▶ _Task data_:
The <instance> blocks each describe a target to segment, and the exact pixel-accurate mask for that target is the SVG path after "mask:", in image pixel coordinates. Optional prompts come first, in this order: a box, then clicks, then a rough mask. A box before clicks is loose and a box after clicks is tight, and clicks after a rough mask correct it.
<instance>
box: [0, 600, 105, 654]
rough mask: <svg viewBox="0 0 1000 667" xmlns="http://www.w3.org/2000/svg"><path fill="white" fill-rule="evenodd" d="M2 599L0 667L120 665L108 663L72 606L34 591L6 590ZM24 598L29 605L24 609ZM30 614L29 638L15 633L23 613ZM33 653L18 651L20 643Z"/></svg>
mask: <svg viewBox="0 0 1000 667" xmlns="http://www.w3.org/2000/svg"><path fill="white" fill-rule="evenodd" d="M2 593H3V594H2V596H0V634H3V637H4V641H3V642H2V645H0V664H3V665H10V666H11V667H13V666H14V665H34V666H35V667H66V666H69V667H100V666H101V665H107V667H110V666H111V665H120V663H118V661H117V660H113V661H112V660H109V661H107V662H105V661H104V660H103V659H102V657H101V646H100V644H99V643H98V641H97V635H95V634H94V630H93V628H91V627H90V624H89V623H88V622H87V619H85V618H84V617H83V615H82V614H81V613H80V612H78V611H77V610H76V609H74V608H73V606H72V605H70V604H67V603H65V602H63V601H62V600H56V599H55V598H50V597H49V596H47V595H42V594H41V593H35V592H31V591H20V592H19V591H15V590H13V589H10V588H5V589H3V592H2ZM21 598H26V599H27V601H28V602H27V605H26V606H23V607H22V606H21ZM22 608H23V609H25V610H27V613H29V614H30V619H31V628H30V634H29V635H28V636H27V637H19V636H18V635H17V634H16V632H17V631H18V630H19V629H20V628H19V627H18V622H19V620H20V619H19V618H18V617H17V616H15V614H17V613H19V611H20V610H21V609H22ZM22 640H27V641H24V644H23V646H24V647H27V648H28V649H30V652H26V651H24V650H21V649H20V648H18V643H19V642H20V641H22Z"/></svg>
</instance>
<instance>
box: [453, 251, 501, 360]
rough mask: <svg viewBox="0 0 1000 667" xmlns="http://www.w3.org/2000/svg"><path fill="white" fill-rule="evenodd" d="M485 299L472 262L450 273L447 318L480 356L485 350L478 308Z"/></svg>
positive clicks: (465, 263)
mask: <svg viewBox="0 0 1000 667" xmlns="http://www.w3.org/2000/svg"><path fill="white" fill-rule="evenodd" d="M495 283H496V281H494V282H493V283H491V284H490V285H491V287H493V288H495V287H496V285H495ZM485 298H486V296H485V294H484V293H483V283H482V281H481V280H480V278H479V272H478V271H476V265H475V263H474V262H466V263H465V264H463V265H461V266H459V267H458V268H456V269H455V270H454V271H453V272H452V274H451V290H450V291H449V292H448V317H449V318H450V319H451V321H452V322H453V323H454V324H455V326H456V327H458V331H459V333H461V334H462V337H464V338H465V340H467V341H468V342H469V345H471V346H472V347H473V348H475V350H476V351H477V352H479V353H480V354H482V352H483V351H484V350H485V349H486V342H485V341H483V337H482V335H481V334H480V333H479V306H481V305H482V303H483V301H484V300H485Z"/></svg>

▶ _To do_:
Reproduce the items above with every occurrence of "rough mask" changed to "coarse mask", leaving everything else as it is.

▶ _Reply_:
The <instance> blocks each describe a target to segment, and the exact pixel-accurate mask for that target is the SVG path after "mask:", in image pixel coordinates. Optional prompts come first, in this order: a box, then clicks, then a coarse mask. A box before clicks is loose and a box after clicks is tight, and clicks after a coarse mask correct it.
<instance>
box: [0, 600, 105, 654]
coarse mask: <svg viewBox="0 0 1000 667" xmlns="http://www.w3.org/2000/svg"><path fill="white" fill-rule="evenodd" d="M2 599L0 667L120 665L108 663L72 606L34 591L6 590ZM24 598L29 605L24 609ZM30 614L29 638L15 633L23 613ZM33 653L18 651L20 643Z"/></svg>
mask: <svg viewBox="0 0 1000 667" xmlns="http://www.w3.org/2000/svg"><path fill="white" fill-rule="evenodd" d="M2 593H3V594H2V596H0V634H3V637H4V641H3V642H2V645H0V664H3V665H10V666H11V667H13V666H14V665H34V666H35V667H66V666H69V667H100V666H101V665H107V667H110V666H111V665H120V663H118V661H117V660H113V661H112V660H109V661H107V662H105V661H104V660H103V659H102V657H101V646H100V644H99V643H98V641H97V635H95V634H94V630H93V628H91V627H90V624H89V623H88V622H87V619H85V618H84V617H83V615H82V614H81V613H80V612H78V611H77V610H76V609H74V608H73V606H72V605H70V604H67V603H65V602H63V601H62V600H56V599H55V598H50V597H49V596H47V595H42V594H41V593H35V592H31V591H20V592H19V591H15V590H13V589H10V588H5V589H3V592H2ZM21 598H26V599H27V601H28V602H27V605H26V606H23V607H22V606H21ZM22 608H23V609H25V610H27V613H29V614H30V619H31V628H30V634H29V635H28V636H27V637H19V636H18V635H17V634H16V632H17V631H18V630H19V629H20V628H19V627H18V622H19V620H20V619H19V618H18V617H17V616H15V614H17V613H19V611H20V610H21V609H22ZM22 640H27V641H24V644H23V646H24V647H27V648H28V649H30V652H26V651H24V650H21V649H20V648H18V643H19V642H20V641H22Z"/></svg>
</instance>
<instance>
box: [453, 251, 501, 360]
coarse mask: <svg viewBox="0 0 1000 667" xmlns="http://www.w3.org/2000/svg"><path fill="white" fill-rule="evenodd" d="M485 299L472 262L450 273L447 318L480 356L485 350L478 308Z"/></svg>
positive clicks: (465, 263)
mask: <svg viewBox="0 0 1000 667" xmlns="http://www.w3.org/2000/svg"><path fill="white" fill-rule="evenodd" d="M495 283H496V281H494V282H493V283H491V284H490V285H491V287H493V288H495V287H496V285H495ZM485 298H486V296H485V294H484V293H483V283H482V281H481V280H480V278H479V272H478V271H476V265H475V263H474V262H466V263H465V264H463V265H461V266H459V267H458V268H456V269H455V270H454V271H453V272H452V274H451V290H450V291H449V292H448V317H449V318H450V319H451V321H452V322H453V323H454V324H455V326H456V327H458V331H459V333H461V334H462V337H464V338H465V340H467V341H468V342H469V345H471V346H472V347H473V348H475V350H476V351H477V352H479V353H480V354H482V352H483V351H484V350H485V349H486V342H485V341H483V337H482V335H481V334H480V333H479V306H481V305H482V303H483V301H484V300H485Z"/></svg>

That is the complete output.